>> start EXTRACT PROVIDED

Announcement News

Labour’s full guidelines for constituency leadership nomination meetings

Party has published guidelines for conduct of all-member meetings to nominate leader and deputy leader candidates – and CLP reps for the NEC election

The Labour Party has published guidelines for how the all-member constituency meetings to decide which leadership/deputy leadership candidates a local party (CLP) will nominate must be conducted.

The meetings, which must take place – and report their results – between 15 January and 15 February – are vital to the elections, as candidates who fail to obtain nomination from 5% of CLPs or 5% of affiliate groups (including two unions) will not be eligible for the full ballot.

The guidelines are as follows:

Guidelines for CLP Nomination Meetings

This is a procedural document for CLPs to make nominations for Leader and Deputy Leader of the Labour Party. CLPs have also been asked to nominate for the NEC BAME representative and the two vacant NEC CLP representatives. This has been based on a timetable and procedures that have been agreed to by the NEC. CLPs can only nominate candidates who have received nominations from at least 10% of MPs and MEPs (22 nominations in total) and have consented to nomination, a list of such candidates will be provided to CLPs and published on the Labour Party website after the close of PLP/EPLP nominations

CLP nominations will open on Wednesday 15 January 2020, and close on Friday 15 February 2020, 23.59. Any nominations submitted to the national party outside of this time will not be accepted.

>> end EXTRACT PROVIDED

-- PROBLEM REQUIREMENTS --
Answer these questions from the Labour Party nomination guidelines:
1. What share of MPs and MEPs must nominate a candidate before CLPs can nominate them, and how many nominations is that in total?
2. Which NEC positions are CLPs also asked to nominate for?
3. What happens to nominations sent to the national party outside the set period?

>> start DATA EXCERPT

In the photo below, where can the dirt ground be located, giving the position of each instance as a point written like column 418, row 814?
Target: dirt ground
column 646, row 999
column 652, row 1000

>> end DATA EXCERPT

-- FINISHED EXERCISE --
1. At least 10%, which is 22 nominations in total.
2. The NEC BAME representative and the two vacant NEC CLP representatives.
3. They will not be accepted.